» THE TASK
Copy out the listing below with every "pixel coordinates" replaced by "image coordinates" and nothing else changed, and leave the pictures out of your copy.

____ PROVIDED RECORDS

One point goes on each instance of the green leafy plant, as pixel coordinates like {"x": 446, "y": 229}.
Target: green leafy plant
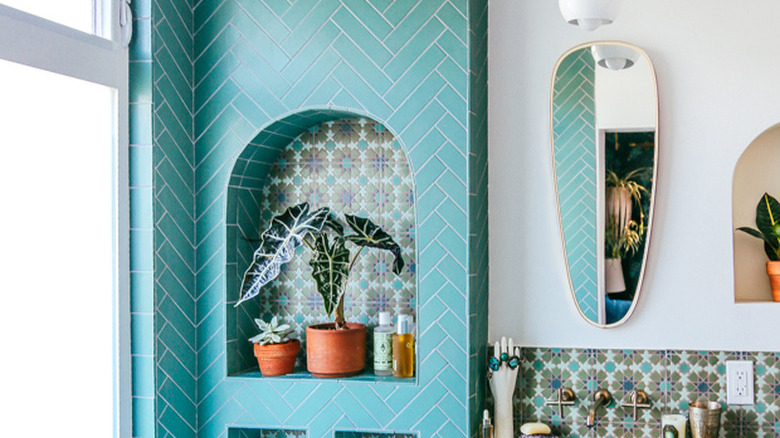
{"x": 271, "y": 332}
{"x": 623, "y": 234}
{"x": 324, "y": 234}
{"x": 768, "y": 223}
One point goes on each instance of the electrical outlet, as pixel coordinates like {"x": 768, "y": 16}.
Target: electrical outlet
{"x": 739, "y": 381}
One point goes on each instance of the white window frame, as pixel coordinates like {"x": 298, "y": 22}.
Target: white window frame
{"x": 36, "y": 42}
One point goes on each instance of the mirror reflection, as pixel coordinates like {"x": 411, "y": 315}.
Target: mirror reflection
{"x": 604, "y": 140}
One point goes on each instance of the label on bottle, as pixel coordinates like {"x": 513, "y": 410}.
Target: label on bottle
{"x": 383, "y": 351}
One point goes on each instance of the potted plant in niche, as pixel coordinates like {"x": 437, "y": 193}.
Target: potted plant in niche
{"x": 275, "y": 351}
{"x": 623, "y": 235}
{"x": 334, "y": 349}
{"x": 768, "y": 223}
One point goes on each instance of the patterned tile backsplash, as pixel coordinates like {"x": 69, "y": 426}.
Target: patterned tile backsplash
{"x": 671, "y": 378}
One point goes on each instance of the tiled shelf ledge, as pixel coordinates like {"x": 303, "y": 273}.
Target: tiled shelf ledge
{"x": 301, "y": 374}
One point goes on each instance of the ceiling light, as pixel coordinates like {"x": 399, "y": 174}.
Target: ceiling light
{"x": 614, "y": 57}
{"x": 589, "y": 14}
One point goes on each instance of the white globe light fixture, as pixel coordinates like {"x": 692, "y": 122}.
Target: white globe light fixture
{"x": 614, "y": 57}
{"x": 589, "y": 14}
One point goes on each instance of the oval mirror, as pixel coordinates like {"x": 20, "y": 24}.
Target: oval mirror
{"x": 604, "y": 123}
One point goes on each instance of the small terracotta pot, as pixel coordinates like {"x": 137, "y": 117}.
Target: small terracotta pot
{"x": 773, "y": 269}
{"x": 277, "y": 359}
{"x": 335, "y": 353}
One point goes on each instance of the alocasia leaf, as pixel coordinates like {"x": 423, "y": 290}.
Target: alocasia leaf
{"x": 286, "y": 232}
{"x": 330, "y": 269}
{"x": 767, "y": 217}
{"x": 371, "y": 235}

________

» COMPLETE RESPONSE
One point goes on each instance of the green leafy plant, as image coordinates like {"x": 446, "y": 229}.
Target: green leafy plant
{"x": 271, "y": 332}
{"x": 623, "y": 234}
{"x": 324, "y": 234}
{"x": 768, "y": 223}
One point goes on each instance of the electrical outlet, as image coordinates like {"x": 768, "y": 16}.
Target: electrical outlet
{"x": 739, "y": 381}
One point goes on each instance of the white window frame, as image coordinates like {"x": 298, "y": 22}.
Target: white window frame
{"x": 36, "y": 42}
One point goes on each instance of the mirror reflection, as image coordinates like {"x": 411, "y": 315}.
Target: mirror reflection
{"x": 604, "y": 140}
One point goes on each instance of the label on bottle, as image coordinates like {"x": 513, "y": 410}.
Target: label on bottle
{"x": 383, "y": 351}
One point goes on each instance of the potted plant in niche, as image coordinates like {"x": 437, "y": 193}.
Target: potted plant in niche
{"x": 275, "y": 351}
{"x": 623, "y": 235}
{"x": 334, "y": 349}
{"x": 768, "y": 223}
One point goes on each instance of the patterned tile backsplash, as image coordinates like {"x": 69, "y": 426}.
Target: patterned tile backsplash
{"x": 671, "y": 378}
One point goes on each instance of the tiled shelf ledge, as image coordinates like {"x": 303, "y": 273}.
Target: tiled shelf ledge
{"x": 301, "y": 374}
One point goes on each instance of the ceiling light, as image coordinates like {"x": 399, "y": 174}.
Target: ceiling light
{"x": 614, "y": 57}
{"x": 589, "y": 14}
One point goes on each instance of the white globe light fixture, as image coordinates like {"x": 692, "y": 122}.
Target: white globe light fixture
{"x": 614, "y": 57}
{"x": 589, "y": 14}
One point goes on each instance of the oval mirror, as image coordinates like {"x": 20, "y": 24}.
Target: oval mirror
{"x": 604, "y": 123}
One point goes on each instance of the small terracotta pot, as image coordinates like {"x": 137, "y": 117}.
Target: small terracotta pot
{"x": 773, "y": 269}
{"x": 277, "y": 359}
{"x": 335, "y": 353}
One point goes on each instance of the alocasia leaf, as image coordinates like {"x": 423, "y": 290}.
Target: alocasia leaf
{"x": 286, "y": 232}
{"x": 330, "y": 269}
{"x": 767, "y": 217}
{"x": 371, "y": 235}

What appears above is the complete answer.